====== EXCERPT PROVIDED ======
Several of these claims lack context. Some are misleading. Some of them, such as the gun-grabbing claims, are outright farcical.
This week’s Pulse focuses exclusively on Question 1 and attempts to provide a fuller picture of the debate, while addressing some of the advertising claims.
What is the corridor and why is it in Maine?
The corridor is a 145-mile high-voltage transmission line cutting through western Maine that will send electricity produced by hydroelectric dams in Quebec into the New England grid. The project is the result of a contract between Massachusetts, Central Maine Power and Hydro-Quebec. CMP will build the line - with Massachusetts ratepayers footing the $1 billion bill - while Hydro-Quebec will generate the electricity.
The contract was signed in 2018 and it was spurred by the Bay State’s ambitious fight against climate change. In 2016, the Massachusetts Legislature passed a law requiring the state to draw 1,200 megawatts of electricity from renewable onshore sources. Onshore wind and solar were unlikely to meet that target; only a handful of the largest wind farms in the world generate 1,200 megawatts or more. Additionally, Massachusetts’ most consistent wind resource is near its small, congested coastline, and large-scale solar generation also requires a lot of land.
So to meet its goals, Massachusetts sought to import hydropower from Hydro-Quebec, the government-owned utility that generates about 95% of the Canadian province’s electricity. Hydro-Quebec has long eyed exporting power from its massive dams into the Northeastern U.S. to boost its sole shareholder, the government of Quebec.
The Maine agreement was preceded by an attempt to route Quebec hydropower into Massachusetts through New Hampshire, but the so-called Northern Pass project was blocked by a regulating agency there. Another potential contingency lies in Vermont, where permits were secured in 2018 to route a transmission line almost parallel to a corridor that will soon be used to pump Hydro-Quebec electricity to upstate New York. The Vermont project costs about $600 million more than the one in Maine.
What would Question 1 do to the project?
At its essence, Question 1 asks voters to halt construction of the corridor, although you wouldn’t know it from the pro-corridor group’s advertising. But more about that later.
The question reads:
Do you want to ban the construction of high-impact electric transmission lines in the Upper Kennebec Region and to require the Legislature to approve all other such projects anywhere in Maine, both retroactively to 2020, and to require the Legislature, retroactively to 2014, to approve by a two-thirds vote such projects using public land?
======
» PROBLEMS TO SOLVE
[1] Quote the article about the Maine transmission corridor word for word, starting with "At its essence, Question" and going on through "about that later.".
[2] In the article about the Maine transmission corridor, how many megawatts of electricity from renewable onshore sources did the 2016 Massachusetts law require the state to draw?
[3] Carry on the article about the Maine transmission corridor from the point where it stops.
====== EXTRACTED ENTRIES ======
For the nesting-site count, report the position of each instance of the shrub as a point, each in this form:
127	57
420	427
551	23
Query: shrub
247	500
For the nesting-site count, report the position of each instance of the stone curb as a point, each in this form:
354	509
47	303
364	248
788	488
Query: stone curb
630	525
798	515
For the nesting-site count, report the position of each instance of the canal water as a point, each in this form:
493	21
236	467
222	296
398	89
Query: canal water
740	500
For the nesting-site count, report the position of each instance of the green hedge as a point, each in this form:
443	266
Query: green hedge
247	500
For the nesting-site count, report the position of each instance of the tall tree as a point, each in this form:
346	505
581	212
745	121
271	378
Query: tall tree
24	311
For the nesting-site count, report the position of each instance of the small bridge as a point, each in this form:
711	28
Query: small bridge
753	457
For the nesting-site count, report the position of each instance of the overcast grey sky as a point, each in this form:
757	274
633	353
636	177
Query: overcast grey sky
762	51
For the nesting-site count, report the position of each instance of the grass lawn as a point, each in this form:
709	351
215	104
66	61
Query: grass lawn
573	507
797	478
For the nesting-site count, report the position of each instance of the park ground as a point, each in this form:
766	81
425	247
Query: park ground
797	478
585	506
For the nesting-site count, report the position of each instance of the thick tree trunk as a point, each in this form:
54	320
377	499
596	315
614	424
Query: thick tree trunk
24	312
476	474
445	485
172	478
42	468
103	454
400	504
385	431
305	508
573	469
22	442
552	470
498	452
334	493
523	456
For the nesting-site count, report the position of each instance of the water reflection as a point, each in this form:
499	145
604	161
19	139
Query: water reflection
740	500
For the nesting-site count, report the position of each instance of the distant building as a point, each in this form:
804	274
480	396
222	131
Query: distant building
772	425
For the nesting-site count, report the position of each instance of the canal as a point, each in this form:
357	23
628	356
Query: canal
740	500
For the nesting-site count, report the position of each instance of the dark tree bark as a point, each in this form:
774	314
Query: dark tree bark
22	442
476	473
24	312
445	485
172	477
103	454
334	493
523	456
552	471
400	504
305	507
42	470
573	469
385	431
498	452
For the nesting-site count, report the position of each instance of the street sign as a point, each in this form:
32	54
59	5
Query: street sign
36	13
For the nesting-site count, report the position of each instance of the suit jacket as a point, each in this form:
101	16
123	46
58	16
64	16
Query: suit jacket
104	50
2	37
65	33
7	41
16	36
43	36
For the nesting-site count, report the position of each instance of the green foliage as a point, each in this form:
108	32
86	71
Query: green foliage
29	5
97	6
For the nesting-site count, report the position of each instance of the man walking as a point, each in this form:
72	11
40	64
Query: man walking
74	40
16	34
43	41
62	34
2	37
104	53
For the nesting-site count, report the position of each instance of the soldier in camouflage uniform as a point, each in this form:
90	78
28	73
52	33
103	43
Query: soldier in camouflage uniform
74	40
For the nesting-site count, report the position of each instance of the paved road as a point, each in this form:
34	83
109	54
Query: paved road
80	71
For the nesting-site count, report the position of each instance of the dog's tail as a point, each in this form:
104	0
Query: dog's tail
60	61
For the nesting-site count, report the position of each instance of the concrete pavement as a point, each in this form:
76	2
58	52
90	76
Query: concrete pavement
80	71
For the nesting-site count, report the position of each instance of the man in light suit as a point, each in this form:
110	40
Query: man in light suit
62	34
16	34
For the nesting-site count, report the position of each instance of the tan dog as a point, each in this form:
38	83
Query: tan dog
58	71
======
» EXPECTED ANSWERS
[1]
At its essence, Question 1 asks voters to halt construction of the corridor, although you wouldn’t know it from the pro-corridor group’s advertising. But more about that later.

[2] 1,200 megawatts.

[3]
The question seems more complex. That’s because it attempts to do three things, each specific to transmission line projects in the state.
First, it specifically targets the 50-plus miles of power line construction in the Upper Kennebec region, which is where the new portion of the corridor is located (the rest is along an existing transmission corridor owned by CMP). This, in theory, would kill the corridor project.
The question also calls for the Legislature to have the final say in approving similar transmission projects anywhere in the state. And finally, it would require a supermajority of the Legislature to approve any transmission project using public lands going back to 2014.
The public lands provision stems from a dispute specific to the CMP project. While CMP owns nearly all of the 145-mile corridor, about a mile of it crosses public lands through a lease first negotiated by the LePage administration in 2014 and renegotiated in 2020 by the Mills administration.
But the $65,000 lease was recently revoked by a Superior Court judge, who ruled that the state conveniently skipped over an impact assessment that likely would have triggered legislative review. Part of Question 1 would ensure that any transmission project crossing public lands - including the CMP corridor - must be approved by a supermajority of the Legislature.
Who is behind the Yes on 1 campaign?
There is real grassroots opposition to the corridor. It includes abutters to the project, as well people who hunt, fish and hike near it. There are environmental and conservation groups who worry about its ecological and aesthetic impacts.
And there are people who just don’t like CMP.
But most of the money from the Yes on 1 side - nearly $13 million - comes from electricity providers who stand to lose if the project starts pumping hydropower into the regional grid.
Essentially, new, voluminous electricity supply means less money for existing generators. In this case, some of the generators are Maine-based, but others are elsewhere in the region.
The opposition groups include Mainers for Local Power and No CMP Corridor. The latter group is made up of mostly grassroots activists, people directly affected by the corridor, or who are simply opposed to it. It has received financial support from Mainers for Local Power, which is mostly funded by Florida-based NextERA Energy Resources and Texas-based Vistra Energy Corp. and Calpine Corp. All three companies own energy assets in Maine.
NextERA, however, is the bigger player in the corridor opposition. It’s pumped roughly $7 million into Question 1 since this summer. Its interest goes beyond defending Wyman Station, the 610-megawatt, oil-fired plant it owns on Cousins Island in Yarmouth. NextERA is also protecting its interests at Seabrook Station in New Hampshire. The nuclear facility is the largest electricity generator in the region and lower-priced hydropower from Quebec represents direct competition.
That’s why CMP’s parent company, Avangrid, and NextERA are locked in a dispute over delayed upgrades at a Seabrook substation that are needed to allow the additional power from the Maine corridor project onto the regional grid.
Who is behind the No on 1 campaign?
The pro-corridor interests are straightforward.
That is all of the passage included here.